**TASK DIRECTIONS:**
List every line in the rows below that contains the word "head".

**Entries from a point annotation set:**
....
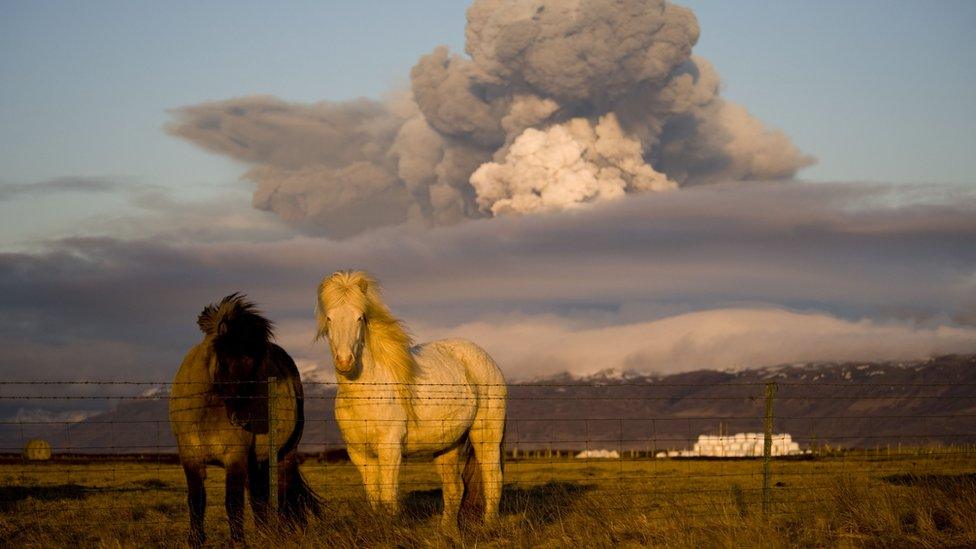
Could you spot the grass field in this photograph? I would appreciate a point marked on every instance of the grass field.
(851, 500)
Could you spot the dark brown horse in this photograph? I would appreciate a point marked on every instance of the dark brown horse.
(218, 410)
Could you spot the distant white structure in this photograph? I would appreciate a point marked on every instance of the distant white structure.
(737, 445)
(600, 454)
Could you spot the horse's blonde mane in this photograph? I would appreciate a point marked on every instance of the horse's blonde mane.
(386, 338)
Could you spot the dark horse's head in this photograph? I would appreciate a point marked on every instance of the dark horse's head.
(240, 336)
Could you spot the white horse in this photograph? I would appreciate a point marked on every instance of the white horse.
(443, 398)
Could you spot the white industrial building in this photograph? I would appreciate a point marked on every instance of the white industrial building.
(599, 454)
(737, 445)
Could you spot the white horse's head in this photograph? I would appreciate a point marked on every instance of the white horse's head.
(351, 313)
(342, 317)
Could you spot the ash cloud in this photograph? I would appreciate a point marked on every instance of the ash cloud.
(556, 104)
(831, 270)
(83, 185)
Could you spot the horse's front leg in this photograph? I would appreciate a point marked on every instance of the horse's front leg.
(196, 498)
(390, 455)
(369, 471)
(234, 499)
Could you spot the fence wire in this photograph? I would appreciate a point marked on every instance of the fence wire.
(81, 452)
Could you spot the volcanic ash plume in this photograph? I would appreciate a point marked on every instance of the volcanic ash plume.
(559, 103)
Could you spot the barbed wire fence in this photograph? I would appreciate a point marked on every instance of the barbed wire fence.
(77, 448)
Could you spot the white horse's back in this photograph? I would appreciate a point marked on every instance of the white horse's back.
(458, 385)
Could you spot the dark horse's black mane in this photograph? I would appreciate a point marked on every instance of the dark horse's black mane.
(235, 314)
(241, 339)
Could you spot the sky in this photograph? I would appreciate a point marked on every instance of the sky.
(154, 158)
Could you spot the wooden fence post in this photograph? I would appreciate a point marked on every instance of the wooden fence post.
(272, 450)
(768, 445)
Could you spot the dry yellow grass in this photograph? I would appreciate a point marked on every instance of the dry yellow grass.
(919, 500)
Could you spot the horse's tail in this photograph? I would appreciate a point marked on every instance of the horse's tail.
(298, 500)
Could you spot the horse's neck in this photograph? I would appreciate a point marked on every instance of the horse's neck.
(374, 377)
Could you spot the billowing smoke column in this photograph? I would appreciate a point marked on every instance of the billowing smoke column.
(560, 103)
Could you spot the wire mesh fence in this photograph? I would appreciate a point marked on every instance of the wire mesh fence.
(78, 452)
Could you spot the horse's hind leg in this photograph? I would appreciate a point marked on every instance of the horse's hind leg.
(234, 499)
(196, 498)
(453, 488)
(257, 485)
(486, 437)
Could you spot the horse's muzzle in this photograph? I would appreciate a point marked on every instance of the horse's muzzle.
(344, 364)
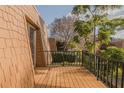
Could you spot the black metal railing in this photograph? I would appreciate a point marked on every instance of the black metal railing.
(111, 72)
(64, 58)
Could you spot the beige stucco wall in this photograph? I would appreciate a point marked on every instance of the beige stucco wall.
(52, 43)
(16, 67)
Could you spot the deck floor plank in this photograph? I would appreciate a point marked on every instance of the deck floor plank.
(65, 77)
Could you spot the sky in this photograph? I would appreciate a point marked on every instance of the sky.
(50, 12)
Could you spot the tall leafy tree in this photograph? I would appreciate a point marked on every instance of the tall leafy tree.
(62, 29)
(93, 14)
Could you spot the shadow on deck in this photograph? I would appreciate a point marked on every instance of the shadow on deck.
(65, 77)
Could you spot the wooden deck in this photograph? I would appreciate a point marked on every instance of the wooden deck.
(65, 77)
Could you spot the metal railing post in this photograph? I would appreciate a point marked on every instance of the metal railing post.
(82, 57)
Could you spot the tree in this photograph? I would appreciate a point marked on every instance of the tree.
(92, 13)
(62, 29)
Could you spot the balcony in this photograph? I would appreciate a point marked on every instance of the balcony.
(77, 69)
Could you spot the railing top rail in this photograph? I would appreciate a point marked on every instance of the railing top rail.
(99, 56)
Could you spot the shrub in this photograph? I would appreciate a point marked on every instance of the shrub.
(113, 53)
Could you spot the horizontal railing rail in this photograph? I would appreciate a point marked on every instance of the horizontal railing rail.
(65, 58)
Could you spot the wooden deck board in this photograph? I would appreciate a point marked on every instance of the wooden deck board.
(65, 77)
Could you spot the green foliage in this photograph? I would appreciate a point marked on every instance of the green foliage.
(59, 57)
(92, 16)
(113, 53)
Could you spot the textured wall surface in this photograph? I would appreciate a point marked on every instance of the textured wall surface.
(52, 42)
(16, 67)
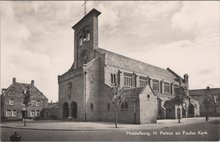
....
**OUTPUT OF THE TASK:**
Could you spot the dark horse's head in this photograph? I would appreciate a point marked on every instance of the dark horse's head.
Could you spot the white horse's head in this photograph? I would appreciate a point marked on every instance of the white horse's head.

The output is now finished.